Your task - Copy each of the following rows line for line, with no changes of any kind.
:: Items
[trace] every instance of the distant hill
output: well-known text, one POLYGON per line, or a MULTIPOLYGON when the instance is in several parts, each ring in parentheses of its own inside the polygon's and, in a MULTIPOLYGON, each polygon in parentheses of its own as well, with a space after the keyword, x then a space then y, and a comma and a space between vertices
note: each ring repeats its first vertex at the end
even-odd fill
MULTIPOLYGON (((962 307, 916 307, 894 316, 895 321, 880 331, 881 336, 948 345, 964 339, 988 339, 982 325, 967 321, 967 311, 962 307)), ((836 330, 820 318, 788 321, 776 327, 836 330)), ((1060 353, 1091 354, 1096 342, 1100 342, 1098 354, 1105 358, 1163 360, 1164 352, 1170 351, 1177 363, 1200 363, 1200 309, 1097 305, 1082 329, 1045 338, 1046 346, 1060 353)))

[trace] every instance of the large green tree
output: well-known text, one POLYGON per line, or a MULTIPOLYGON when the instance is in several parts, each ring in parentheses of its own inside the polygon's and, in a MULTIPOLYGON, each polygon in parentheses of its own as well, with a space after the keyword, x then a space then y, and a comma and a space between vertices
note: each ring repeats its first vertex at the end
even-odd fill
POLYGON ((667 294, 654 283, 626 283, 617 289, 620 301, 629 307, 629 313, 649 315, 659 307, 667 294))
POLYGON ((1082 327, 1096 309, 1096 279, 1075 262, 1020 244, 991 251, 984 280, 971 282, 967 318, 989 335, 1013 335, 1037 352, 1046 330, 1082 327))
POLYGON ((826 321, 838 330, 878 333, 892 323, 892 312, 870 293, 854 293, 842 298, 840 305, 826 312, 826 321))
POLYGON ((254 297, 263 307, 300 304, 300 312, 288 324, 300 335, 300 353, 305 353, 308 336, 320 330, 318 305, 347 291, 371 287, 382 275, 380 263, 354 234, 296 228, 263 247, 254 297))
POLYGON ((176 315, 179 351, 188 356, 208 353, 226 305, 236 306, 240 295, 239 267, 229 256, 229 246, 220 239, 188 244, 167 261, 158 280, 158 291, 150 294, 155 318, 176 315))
::::
Completed task -
[trace] every instance of the distant hill
output: well-known text, one POLYGON per line, or a MULTIPOLYGON when the instance is in several parts, each ring in parentheses of its own inside the polygon's and, in a MULTIPOLYGON, each polygon in parentheses of its own as well, with a space after the keyword, x then a space then y, and a comma and a space between vertices
note: each ring repeats its first vertex at the end
even-odd fill
MULTIPOLYGON (((962 307, 916 307, 894 316, 895 321, 880 331, 881 336, 948 345, 964 339, 988 339, 982 325, 967 321, 967 311, 962 307)), ((836 330, 820 318, 788 321, 776 327, 836 330)), ((1060 353, 1091 354, 1096 342, 1100 342, 1098 354, 1105 358, 1163 360, 1164 352, 1170 351, 1177 363, 1200 363, 1200 309, 1097 305, 1082 329, 1045 338, 1046 346, 1060 353)))

[trace] every instance of the large green tree
output: well-known text, one POLYGON per line, or a MULTIPOLYGON when the instance is in several parts, each ring in parentheses of its own inside the polygon's and, in a MULTIPOLYGON, each polygon in parentheses of its own as well, with a space after the keyword, x then a space then y, and a comma and a space between vertices
note: each ring repeats its first vertex at the end
even-odd fill
POLYGON ((667 294, 654 283, 626 283, 617 289, 620 301, 629 307, 629 313, 649 315, 659 307, 667 294))
POLYGON ((1082 327, 1096 309, 1096 279, 1075 262, 1020 244, 991 251, 984 280, 971 282, 967 318, 989 335, 1013 335, 1037 352, 1046 330, 1082 327))
POLYGON ((826 321, 838 330, 878 333, 892 323, 892 312, 870 293, 854 293, 842 298, 840 305, 826 312, 826 321))
POLYGON ((254 297, 263 307, 300 304, 300 312, 288 324, 300 335, 300 353, 305 353, 308 336, 320 330, 318 305, 347 291, 371 287, 382 275, 380 263, 354 234, 296 228, 263 247, 254 297))
POLYGON ((176 315, 179 351, 188 356, 208 353, 226 305, 236 306, 240 295, 239 267, 229 256, 229 246, 220 239, 188 244, 167 261, 158 280, 158 291, 150 294, 155 318, 176 315))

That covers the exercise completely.